* [PAGE]:
0.4.2 - February 2016

  • Fix a bug involving access to local roots while the runtime lock was not held

0.4.1 - April 2015

  • Fix placement of docstring titles
  • Add funptr's optional arguments to funptr_opt
  • Fix a typo in libffi detection code
  • Synchronize foreign.mli files (documentation)

0.4.0 - March 2015

  • Windows support (A. Hauptmann)
  • Xen support (Thomas Leonard)
  • Add the C99 bool type (Ramkumar Ramachandra)
  • Typedef support (Edwin Török)
  • Enum types.
  • Accessing C globals with foreign_value in generated stubs
  • Retrieving #define and enum constants from C
  • Releasing the runtime lock in C calls
  • Acquiring the runtime lock in callbacks
  • Passing 'bytes' values directly to C (Peter Zotov)
  • Custom printers in views (Thomas Braibant)
  • Optionally obtain struct and union layout from C
  • string_opt wraps char *, not void *.
  • Remove some poorly-supported POSIX types. Several of the types in the PosixTypes module are no longer available
  • Use nativeint to represent pointers
  • Support zero-argument callbacks
  • A function for retrieving field names (Thomas Braibant)
  • Better exception handling when using RTLD_NOLOAD (A. Hauptmann)
  • RTLD_LOCAL support for Dl.dlopen
  • Changed the #include path to $(ocamlfind query ctypes)
  • Renamed some internal modules to avoid name clashes

There are now two OPAM packages, ctypes and ctypes-foreign. Only the latter depends on libffi, so if your package uses only the ctypes stub generation backend then users of your library need not install libffi. If you use the dynamic (Foreign) backend then you should depend on both packages.

0.3.4 - December 2014

  • Fix printing for nullary function stubs

0.3.3 - November 2014

  • Respect pbyte_offset with cstubs

0.3.2 - 2014

  • Add bytes to the META "requires" field

0.3.1 - 2014

  • Support for 'bytes'
  • Avoid invalidated pointer access

0.3.0 - 2014

  • Support for passing OCaml strings directly to C (Peter Zotov)

Contour labeling items
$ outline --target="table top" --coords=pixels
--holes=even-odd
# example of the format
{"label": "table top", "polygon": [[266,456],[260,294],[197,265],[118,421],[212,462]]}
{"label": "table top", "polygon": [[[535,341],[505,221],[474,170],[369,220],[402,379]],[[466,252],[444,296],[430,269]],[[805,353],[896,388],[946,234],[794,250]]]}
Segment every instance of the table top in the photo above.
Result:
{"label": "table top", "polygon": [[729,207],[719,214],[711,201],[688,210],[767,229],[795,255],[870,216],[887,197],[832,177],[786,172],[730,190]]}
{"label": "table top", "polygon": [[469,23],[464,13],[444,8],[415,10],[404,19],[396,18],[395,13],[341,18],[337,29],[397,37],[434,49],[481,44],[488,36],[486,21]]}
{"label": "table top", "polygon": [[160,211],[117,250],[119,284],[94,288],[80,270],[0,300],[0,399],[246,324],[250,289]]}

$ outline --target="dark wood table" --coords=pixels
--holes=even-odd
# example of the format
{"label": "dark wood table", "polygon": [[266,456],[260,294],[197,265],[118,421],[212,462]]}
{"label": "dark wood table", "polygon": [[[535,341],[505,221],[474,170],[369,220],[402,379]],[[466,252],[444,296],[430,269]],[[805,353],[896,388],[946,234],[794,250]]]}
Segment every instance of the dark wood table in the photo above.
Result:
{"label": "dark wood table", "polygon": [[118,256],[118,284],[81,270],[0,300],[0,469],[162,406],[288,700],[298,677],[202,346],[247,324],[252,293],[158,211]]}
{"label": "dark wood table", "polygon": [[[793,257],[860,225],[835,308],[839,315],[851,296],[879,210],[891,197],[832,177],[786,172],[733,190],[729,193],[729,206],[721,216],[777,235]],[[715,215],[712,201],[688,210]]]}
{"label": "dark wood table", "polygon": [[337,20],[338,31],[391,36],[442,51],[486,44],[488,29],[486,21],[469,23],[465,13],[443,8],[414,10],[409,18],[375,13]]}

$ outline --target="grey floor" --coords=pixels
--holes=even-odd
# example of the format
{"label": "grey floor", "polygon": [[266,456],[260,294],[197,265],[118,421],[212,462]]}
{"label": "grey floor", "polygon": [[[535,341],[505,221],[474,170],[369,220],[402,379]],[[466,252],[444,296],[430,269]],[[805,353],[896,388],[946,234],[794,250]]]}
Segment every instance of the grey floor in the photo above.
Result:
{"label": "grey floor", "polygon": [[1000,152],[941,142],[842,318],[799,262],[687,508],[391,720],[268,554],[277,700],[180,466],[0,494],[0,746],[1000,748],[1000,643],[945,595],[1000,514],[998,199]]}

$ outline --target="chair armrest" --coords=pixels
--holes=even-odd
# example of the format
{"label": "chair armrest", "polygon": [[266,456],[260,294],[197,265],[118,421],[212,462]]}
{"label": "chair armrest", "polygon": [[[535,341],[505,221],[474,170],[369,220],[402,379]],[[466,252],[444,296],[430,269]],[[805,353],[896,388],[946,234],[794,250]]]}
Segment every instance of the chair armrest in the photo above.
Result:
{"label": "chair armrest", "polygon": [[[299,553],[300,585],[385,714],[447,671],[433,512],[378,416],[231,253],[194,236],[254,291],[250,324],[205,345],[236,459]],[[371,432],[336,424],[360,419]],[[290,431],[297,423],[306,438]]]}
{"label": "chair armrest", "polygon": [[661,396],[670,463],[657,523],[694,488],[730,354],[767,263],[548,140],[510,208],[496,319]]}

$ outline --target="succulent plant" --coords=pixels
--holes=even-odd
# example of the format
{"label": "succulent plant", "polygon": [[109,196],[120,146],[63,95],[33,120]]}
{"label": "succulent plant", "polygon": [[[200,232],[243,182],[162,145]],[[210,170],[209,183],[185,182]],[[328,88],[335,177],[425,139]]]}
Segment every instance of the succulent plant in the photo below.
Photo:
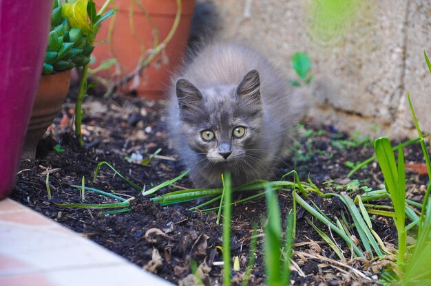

* [EXERCISE REQUIREMENTS]:
- 1) List every person credited in parentheses in the changelog, naming each one only once.
- 2) Reproduce the changelog's wording word for word, starting at "There are now" and ending at "on both packages.".

* [TASK ANSWERS]:
- 1)
A. Hauptmann
Thomas Leonard
Ramkumar Ramachandra
Edwin Török
Peter Zotov
Thomas Braibant

- 2)
There are now two OPAM packages, ctypes and ctypes-foreign. Only the latter depends on libffi, so if your package uses only the ctypes stub generation backend then users of your library need not install libffi. If you use the dynamic (Foreign) backend then you should depend on both packages.